Copy the data below unchanged, except that each "pixel coordinates" becomes "x and y coordinates".
---
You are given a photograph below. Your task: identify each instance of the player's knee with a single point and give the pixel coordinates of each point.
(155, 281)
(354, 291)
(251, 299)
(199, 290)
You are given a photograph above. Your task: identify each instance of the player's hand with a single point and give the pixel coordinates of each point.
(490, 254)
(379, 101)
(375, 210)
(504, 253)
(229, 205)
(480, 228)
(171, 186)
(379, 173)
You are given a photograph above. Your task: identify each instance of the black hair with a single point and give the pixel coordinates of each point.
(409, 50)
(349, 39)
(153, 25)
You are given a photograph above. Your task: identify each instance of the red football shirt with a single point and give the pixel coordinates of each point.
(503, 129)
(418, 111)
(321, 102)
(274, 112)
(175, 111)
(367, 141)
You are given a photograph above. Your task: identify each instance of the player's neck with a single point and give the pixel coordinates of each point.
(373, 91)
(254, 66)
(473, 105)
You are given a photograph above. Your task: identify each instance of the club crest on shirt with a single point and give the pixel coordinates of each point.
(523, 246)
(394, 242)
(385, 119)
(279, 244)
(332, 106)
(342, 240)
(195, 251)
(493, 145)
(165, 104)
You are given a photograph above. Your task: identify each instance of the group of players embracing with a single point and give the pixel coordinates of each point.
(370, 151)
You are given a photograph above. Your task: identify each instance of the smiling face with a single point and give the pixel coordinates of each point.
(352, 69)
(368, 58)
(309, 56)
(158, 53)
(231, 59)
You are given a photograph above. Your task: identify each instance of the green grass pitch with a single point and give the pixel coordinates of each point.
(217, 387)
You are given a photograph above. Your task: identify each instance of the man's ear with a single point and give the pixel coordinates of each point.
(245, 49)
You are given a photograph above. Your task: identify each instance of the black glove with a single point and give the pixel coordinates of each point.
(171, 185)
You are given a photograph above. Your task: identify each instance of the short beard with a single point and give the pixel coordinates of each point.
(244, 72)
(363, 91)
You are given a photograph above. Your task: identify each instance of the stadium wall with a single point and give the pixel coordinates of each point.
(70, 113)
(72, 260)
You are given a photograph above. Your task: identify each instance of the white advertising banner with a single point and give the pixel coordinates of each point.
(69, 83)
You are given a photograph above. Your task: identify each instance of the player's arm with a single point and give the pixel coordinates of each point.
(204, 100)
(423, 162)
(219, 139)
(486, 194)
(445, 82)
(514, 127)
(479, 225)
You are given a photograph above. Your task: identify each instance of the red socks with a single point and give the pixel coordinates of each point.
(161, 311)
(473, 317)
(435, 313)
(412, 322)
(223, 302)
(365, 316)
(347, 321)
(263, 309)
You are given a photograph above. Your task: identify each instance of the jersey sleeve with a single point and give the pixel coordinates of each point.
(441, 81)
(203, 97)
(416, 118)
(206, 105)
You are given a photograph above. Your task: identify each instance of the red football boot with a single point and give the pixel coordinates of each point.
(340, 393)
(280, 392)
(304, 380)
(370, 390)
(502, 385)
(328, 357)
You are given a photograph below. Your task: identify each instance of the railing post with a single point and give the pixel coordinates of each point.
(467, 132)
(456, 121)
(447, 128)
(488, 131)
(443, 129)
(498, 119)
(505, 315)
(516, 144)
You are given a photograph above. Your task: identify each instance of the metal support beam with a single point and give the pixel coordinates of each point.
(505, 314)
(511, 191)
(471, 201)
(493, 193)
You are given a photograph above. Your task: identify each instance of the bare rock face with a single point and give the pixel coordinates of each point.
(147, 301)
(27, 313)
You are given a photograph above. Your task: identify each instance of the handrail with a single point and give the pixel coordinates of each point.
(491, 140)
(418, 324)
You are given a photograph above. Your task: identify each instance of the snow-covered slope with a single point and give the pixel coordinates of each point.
---
• _Answer to this problem_:
You are given a photograph below. Your task: identify each instance of the player's knee with a single point and give the x and y coordinates of each point.
(155, 281)
(354, 291)
(251, 299)
(199, 290)
You are given a photograph above. Your task: identify each instance of the player's hand with a single point and give the x and y coordinates of each point.
(490, 254)
(379, 101)
(375, 210)
(504, 253)
(229, 205)
(480, 228)
(171, 186)
(379, 173)
You are given a photograph above. Your task: identify each instance of the black hair with a single point and give the x and y coordinates of each point.
(409, 50)
(349, 39)
(153, 25)
You are given a photograph above. Your task: identify each instance of the red football shirt with a single point and give the x and y coordinates of each point.
(503, 129)
(418, 111)
(321, 102)
(274, 112)
(175, 111)
(367, 141)
You are given a photograph above. Your task: identify each instance of the player's neck with a single point and give the x and y coordinates of each point.
(373, 91)
(254, 66)
(473, 105)
You are given a photograph above. Your task: identify each instance of the club crest on shirt with a single point and give the x and y coordinates of each point.
(523, 246)
(394, 242)
(385, 119)
(279, 244)
(332, 106)
(342, 240)
(195, 251)
(493, 145)
(165, 104)
You are given a photograph above. Your task: identify each instance of the group of players embracing with a single point and give the x and y coordinates of each point.
(370, 151)
You are given a photograph above. Your task: identify each instance of the smiling face with a single point and give the x and y coordinates of each point.
(352, 69)
(368, 58)
(309, 56)
(158, 53)
(231, 59)
You are given a photograph above. Your task: identify each instance of the green grass pitch with a single point and give the x and y coordinates of each point.
(217, 387)
You are given a photograph above. Your task: identify each instance of the man's ear with a single point and give the x and y coordinates of each point.
(245, 49)
You are given a photograph above. Your task: identify each instance of the black glove with a single point and give the x and y coordinates of each point.
(171, 185)
You are given a photograph above. Your task: identify each instance of the short beard with a single point and give the x and y coordinates of each point.
(244, 72)
(363, 91)
You are given a photograph above. Your task: identify each instance of the stadium wall with a single point and give the x and y coordinates of each point.
(70, 113)
(72, 260)
You are given a photograph above. Your task: identify each instance of the white advertising banner with a single point and give the x and y coordinates of each point.
(69, 83)
You are given a photograph above. Your task: identify each instance of the player's arm with a single point and give the x and y coordinates of each point.
(204, 100)
(423, 162)
(219, 139)
(486, 194)
(445, 82)
(514, 127)
(479, 225)
You are given a photograph above. Your task: identify each instance of the red socks with a single point and give the x and y coordinates of each point.
(161, 311)
(473, 317)
(435, 313)
(412, 322)
(223, 302)
(365, 316)
(347, 321)
(263, 309)
You are given a photograph above. Your task: identify each instance of the jersey sleeve with a single point and give the x and y coordinates of each point.
(441, 81)
(203, 97)
(416, 118)
(206, 105)
You are given a photograph above. Your task: identify each instance of the red football boot with a single point and give the x and y coordinates of each point.
(340, 393)
(280, 392)
(304, 380)
(370, 390)
(502, 385)
(328, 357)
You are given a photograph below. Your task: identify each instance of the railing post with a single point and give the x and y coordinates of each point.
(467, 132)
(456, 121)
(447, 128)
(488, 131)
(443, 129)
(498, 119)
(505, 315)
(516, 144)
You are given a photograph above. Your task: identify each instance of the metal support beam with a single point and give the x and y coordinates of each point.
(505, 314)
(511, 191)
(471, 201)
(493, 193)
You are given a photograph above. Your task: identify each instance of the bare rock face with a single point and give the x and y coordinates of each point.
(147, 301)
(27, 313)
You are given a photograph above. Your task: identify each instance of the handrail with a single point and give the x and y coordinates of each point.
(491, 140)
(418, 324)
You are given a photograph above. Your task: identify each instance of the snow-covered slope with a single point and give the x and y coordinates of each point.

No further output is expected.